<<<<
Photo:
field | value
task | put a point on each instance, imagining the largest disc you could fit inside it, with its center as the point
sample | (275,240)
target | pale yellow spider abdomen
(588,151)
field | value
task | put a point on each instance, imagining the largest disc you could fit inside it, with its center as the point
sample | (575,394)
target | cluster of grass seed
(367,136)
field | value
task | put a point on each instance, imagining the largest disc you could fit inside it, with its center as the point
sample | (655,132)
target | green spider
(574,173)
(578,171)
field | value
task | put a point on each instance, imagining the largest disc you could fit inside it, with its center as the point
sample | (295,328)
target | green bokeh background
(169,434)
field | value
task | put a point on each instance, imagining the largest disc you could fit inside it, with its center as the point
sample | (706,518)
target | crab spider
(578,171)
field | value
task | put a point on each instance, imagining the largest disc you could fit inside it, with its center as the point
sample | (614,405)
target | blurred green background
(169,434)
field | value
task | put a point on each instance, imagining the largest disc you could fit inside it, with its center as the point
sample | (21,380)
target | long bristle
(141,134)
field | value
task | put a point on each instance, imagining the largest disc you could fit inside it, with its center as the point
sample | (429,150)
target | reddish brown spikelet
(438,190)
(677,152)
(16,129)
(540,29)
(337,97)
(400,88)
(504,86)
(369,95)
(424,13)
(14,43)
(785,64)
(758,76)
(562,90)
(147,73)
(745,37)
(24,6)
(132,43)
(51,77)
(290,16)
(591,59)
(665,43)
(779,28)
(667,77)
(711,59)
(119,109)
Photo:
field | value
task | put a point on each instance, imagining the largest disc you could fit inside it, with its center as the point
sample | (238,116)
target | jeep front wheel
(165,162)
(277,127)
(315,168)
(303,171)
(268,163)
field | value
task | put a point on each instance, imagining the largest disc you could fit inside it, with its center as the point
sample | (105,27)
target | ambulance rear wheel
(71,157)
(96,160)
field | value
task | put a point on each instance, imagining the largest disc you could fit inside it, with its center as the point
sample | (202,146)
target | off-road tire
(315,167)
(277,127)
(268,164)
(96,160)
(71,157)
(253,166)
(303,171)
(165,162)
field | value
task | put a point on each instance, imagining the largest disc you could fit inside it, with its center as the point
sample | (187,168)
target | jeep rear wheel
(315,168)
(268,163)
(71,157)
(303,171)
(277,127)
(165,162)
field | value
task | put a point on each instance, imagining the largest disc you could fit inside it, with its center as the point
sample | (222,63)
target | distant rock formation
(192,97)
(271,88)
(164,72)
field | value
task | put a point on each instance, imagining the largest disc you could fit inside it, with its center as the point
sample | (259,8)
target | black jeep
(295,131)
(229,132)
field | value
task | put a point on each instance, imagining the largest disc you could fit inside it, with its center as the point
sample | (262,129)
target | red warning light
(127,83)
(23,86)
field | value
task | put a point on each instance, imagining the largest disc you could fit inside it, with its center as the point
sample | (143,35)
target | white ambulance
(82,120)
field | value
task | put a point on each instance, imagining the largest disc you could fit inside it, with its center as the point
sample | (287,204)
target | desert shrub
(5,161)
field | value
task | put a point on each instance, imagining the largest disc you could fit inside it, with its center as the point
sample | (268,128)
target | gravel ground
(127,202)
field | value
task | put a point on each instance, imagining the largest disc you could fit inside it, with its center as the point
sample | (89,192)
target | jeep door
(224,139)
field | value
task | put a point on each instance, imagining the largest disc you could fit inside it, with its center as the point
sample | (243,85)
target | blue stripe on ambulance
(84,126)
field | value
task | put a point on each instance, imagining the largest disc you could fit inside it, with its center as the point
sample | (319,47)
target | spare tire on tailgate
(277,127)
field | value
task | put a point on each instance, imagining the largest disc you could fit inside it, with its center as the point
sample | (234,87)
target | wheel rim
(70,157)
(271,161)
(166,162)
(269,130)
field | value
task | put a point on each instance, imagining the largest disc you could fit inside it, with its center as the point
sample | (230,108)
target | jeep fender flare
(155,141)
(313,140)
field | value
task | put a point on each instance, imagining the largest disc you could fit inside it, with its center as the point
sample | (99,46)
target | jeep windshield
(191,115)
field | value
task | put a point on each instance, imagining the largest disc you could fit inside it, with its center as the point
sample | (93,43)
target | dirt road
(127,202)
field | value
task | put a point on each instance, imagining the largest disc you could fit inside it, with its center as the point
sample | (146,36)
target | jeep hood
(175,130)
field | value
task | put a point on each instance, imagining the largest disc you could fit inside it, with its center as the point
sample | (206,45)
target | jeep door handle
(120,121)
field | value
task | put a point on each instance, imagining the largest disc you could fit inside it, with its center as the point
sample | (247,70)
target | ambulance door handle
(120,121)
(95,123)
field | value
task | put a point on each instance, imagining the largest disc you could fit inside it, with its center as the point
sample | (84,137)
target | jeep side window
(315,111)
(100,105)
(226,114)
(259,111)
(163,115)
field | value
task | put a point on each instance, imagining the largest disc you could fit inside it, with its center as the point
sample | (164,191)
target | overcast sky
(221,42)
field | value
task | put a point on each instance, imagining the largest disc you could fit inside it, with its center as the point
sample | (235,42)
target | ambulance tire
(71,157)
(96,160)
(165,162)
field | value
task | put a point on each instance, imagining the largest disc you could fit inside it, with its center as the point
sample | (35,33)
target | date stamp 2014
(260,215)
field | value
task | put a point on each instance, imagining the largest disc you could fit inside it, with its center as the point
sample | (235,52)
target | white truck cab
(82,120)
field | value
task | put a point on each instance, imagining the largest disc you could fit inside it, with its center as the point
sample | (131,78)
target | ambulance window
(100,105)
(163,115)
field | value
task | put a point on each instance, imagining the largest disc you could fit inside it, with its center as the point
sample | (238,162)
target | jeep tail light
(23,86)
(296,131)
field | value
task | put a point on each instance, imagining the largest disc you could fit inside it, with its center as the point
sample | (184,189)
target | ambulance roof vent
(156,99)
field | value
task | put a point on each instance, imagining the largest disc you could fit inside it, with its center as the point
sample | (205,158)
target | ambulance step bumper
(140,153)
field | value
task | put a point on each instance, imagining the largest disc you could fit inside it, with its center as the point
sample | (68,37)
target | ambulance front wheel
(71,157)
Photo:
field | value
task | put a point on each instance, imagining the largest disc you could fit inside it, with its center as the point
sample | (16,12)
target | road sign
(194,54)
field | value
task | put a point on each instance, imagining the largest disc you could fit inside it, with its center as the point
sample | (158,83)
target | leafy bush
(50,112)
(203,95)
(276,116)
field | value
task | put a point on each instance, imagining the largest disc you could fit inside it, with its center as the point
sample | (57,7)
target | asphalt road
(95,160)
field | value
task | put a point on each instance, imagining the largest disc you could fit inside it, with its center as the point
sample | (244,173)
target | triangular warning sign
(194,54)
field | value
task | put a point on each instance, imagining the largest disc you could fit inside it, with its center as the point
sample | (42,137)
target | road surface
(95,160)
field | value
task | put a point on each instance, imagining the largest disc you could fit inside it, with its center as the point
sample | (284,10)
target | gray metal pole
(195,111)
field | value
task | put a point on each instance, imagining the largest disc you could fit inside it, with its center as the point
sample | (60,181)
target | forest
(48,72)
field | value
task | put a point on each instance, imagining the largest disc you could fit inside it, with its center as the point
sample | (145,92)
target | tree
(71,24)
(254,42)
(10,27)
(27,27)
>>>>
▶ **Aim of the task**: Return the entries above exactly, each one complete.

▶ **Result of this task**:
Photo:
field | value
task | put a point on each instance, imagining the largest disc you could fit inside it, with its center as the point
sample | (275,240)
target | pale yellow spider abdomen
(588,151)
field | value
task | put a point on each instance, imagining the largest disc you could fit inside it, with its center as the point
sample | (575,394)
target | cluster of grass seed
(367,136)
field | value
task | put a point on each instance, imagining the largest disc you could fit inside it, with its center as the point
sample | (655,132)
target | green spider
(574,173)
(578,171)
field | value
task | put a point on each instance, imagining the largest disc you could fit inside it, with its center as the point
sample | (295,328)
target | green bokeh background
(169,434)
field | value
task | put a point on each instance, imagining the largest disc you could fit inside it, with its center as the point
sample | (706,518)
target | crab spider
(578,171)
field | value
task | put a point on each instance, imagining the largest disc you could fit inside it, with its center as the point
sample | (614,405)
target | blurred green background
(169,434)
field | value
task | put a point on each instance, imagining the largest disc you could fit inside it, with its center as the point
sample | (21,380)
target | long bristle
(141,134)
field | value
task | put a point on each instance, imagining the largest disc you could fit inside it, with its center as the point
sample | (429,150)
target | reddish brown spikelet
(438,190)
(677,152)
(16,129)
(540,29)
(337,97)
(400,88)
(504,86)
(369,95)
(424,13)
(14,43)
(785,64)
(758,76)
(562,90)
(147,73)
(745,37)
(24,6)
(132,43)
(51,77)
(290,16)
(591,59)
(665,43)
(779,28)
(667,77)
(711,59)
(119,109)
Photo:
field | value
task | put a point on each instance, imagining the largest disc you could fit inside it, with its center as the point
sample | (238,116)
target | jeep front wheel
(165,162)
(277,127)
(315,168)
(303,171)
(268,163)
field | value
task | put a point on each instance, imagining the largest disc you could fit inside it, with its center as the point
sample | (105,27)
target | ambulance rear wheel
(71,157)
(96,160)
field | value
task | put a point on each instance, imagining the largest disc you could fit inside it, with its center as the point
sample | (202,146)
target | off-road tire
(315,167)
(277,127)
(268,164)
(96,160)
(71,157)
(253,166)
(303,171)
(165,162)
field | value
task | put a point on each instance, imagining the largest disc you could fit inside it, with its center as the point
sample | (187,168)
target | jeep rear wheel
(315,168)
(268,163)
(71,157)
(303,171)
(277,127)
(165,162)
field | value
task | put a point on each instance, imagining the largest disc you could fit inside it, with its center as the point
sample | (222,63)
target | distant rock formation
(192,97)
(271,88)
(164,72)
field | value
task | put a point on each instance, imagining the largest disc you could fit inside it, with its center as the point
sample | (259,8)
target | black jeep
(295,131)
(229,132)
field | value
task | put a point on each instance, imagining the largest disc you could fit inside it, with its center as the point
sample | (262,129)
target | red warning light
(127,83)
(23,86)
field | value
task | put a point on each instance, imagining the largest disc you could fit inside it, with its center as the point
sample | (143,35)
target | white ambulance
(82,120)
field | value
task | put a point on each instance, imagining the largest disc you could fit inside it, with its center as the point
sample | (287,204)
target | desert shrub
(5,161)
field | value
task | put a point on each instance, imagining the largest disc you could fit inside it, with its center as the point
sample | (268,128)
target | gravel ground
(127,202)
field | value
task | put a point on each instance, imagining the largest disc you could fit inside it, with its center as the point
sample | (89,192)
target | jeep door
(224,139)
field | value
task | put a point on each instance, imagining the largest disc you could fit inside it, with its center as the point
sample | (243,85)
target | blue stripe on ambulance
(84,126)
field | value
task | put a point on each instance, imagining the largest disc you could fit inside it, with its center as the point
sample | (319,47)
target | spare tire on tailgate
(277,127)
field | value
task | put a point on each instance, imagining the largest disc you could fit inside it, with its center as the point
sample | (234,87)
target | wheel rim
(70,157)
(271,161)
(166,162)
(269,130)
field | value
task | put a point on each instance, imagining the largest disc you could fit inside it, with its center as the point
sample | (230,108)
target | jeep fender flare
(155,141)
(313,140)
field | value
task | put a point on each instance, imagining the largest disc you could fit inside it, with its center as the point
sample | (99,46)
target | jeep windshield
(191,115)
field | value
task | put a point on each instance, imagining the largest disc you could fit inside it, with its center as the point
sample | (93,43)
target | dirt road
(127,202)
field | value
task | put a point on each instance, imagining the largest disc you could fit inside it, with its center as the point
sample | (146,36)
target | jeep hood
(175,130)
field | value
task | put a point on each instance, imagining the largest disc you could fit inside it, with its center as the point
sample | (206,45)
target | jeep door handle
(120,121)
field | value
task | put a point on each instance, imagining the largest disc you could fit inside it, with its center as the point
sample | (247,70)
target | ambulance door handle
(120,121)
(95,123)
field | value
task | put a point on each instance, imagining the largest disc you could fit inside it, with its center as the point
sample | (84,137)
target | jeep side window
(315,111)
(100,105)
(226,114)
(259,111)
(163,115)
field | value
task | put a point on each instance, imagining the largest disc you could fit inside it, with its center as the point
sample | (164,191)
target | overcast sky
(221,42)
field | value
task | put a point on each instance, imagining the largest disc you could fit inside it, with its center as the point
sample | (235,42)
target | ambulance tire
(71,157)
(96,160)
(165,162)
field | value
task | put a point on each instance, imagining the largest disc you could fit inside it, with its center as the point
sample | (35,33)
target | date stamp 2014
(260,215)
field | value
task | put a point on each instance, imagining the largest disc you could fit inside it, with its center as the point
sample | (235,52)
target | white truck cab
(82,120)
field | value
task | put a point on each instance, imagining the largest disc you could fit inside it, with its center as the point
sample | (131,78)
target | ambulance window
(100,105)
(163,115)
field | value
task | put a point on each instance, imagining the largest disc you could fit inside it, with its center as the point
sample | (238,162)
target | jeep tail light
(23,86)
(296,131)
field | value
task | put a point on each instance, imagining the largest disc you could fit inside it, with its center as the point
sample | (184,189)
target | ambulance roof vent
(156,99)
field | value
task | put a point on each instance, imagining the largest disc you could fit inside it, with its center as the point
sample | (205,158)
target | ambulance step bumper
(140,153)
field | value
task | put a point on each instance, imagining the largest disc you could fit inside it, with its center as the point
sample | (68,37)
target | ambulance front wheel
(71,157)
Photo:
field | value
task | put a point on each instance, imagining the largest disc you could fit inside it, with its center as the point
sample | (16,12)
target | road sign
(194,54)
field | value
task | put a point on each instance, imagining the largest disc you could fit inside it, with its center as the point
sample | (158,83)
target | leafy bush
(50,112)
(203,95)
(276,116)
field | value
task | put a point on each instance, imagining the largest disc you could fit inside it, with its center as the point
sample | (57,7)
target | asphalt road
(95,160)
field | value
task | put a point on each instance, imagining the largest disc you could fit inside it, with its center as the point
sample | (244,173)
target | triangular warning sign
(194,54)
field | value
task | put a point on each instance, imagining the largest disc you could fit inside it, with its center as the point
sample | (42,137)
target | road surface
(95,160)
field | value
task | put a point on each instance, imagining the largest disc you could fit inside it, with its center as the point
sample | (284,10)
target | gray metal pole
(195,111)
field | value
task | put a point on each instance, imagining the largest disc you could fit inside it, with its center as the point
sample | (60,181)
target | forest
(48,72)
field | value
task | put a point on each instance, imagining the largest disc you could fit inside it, with its center as the point
sample | (145,92)
target | tree
(71,24)
(254,42)
(10,27)
(27,27)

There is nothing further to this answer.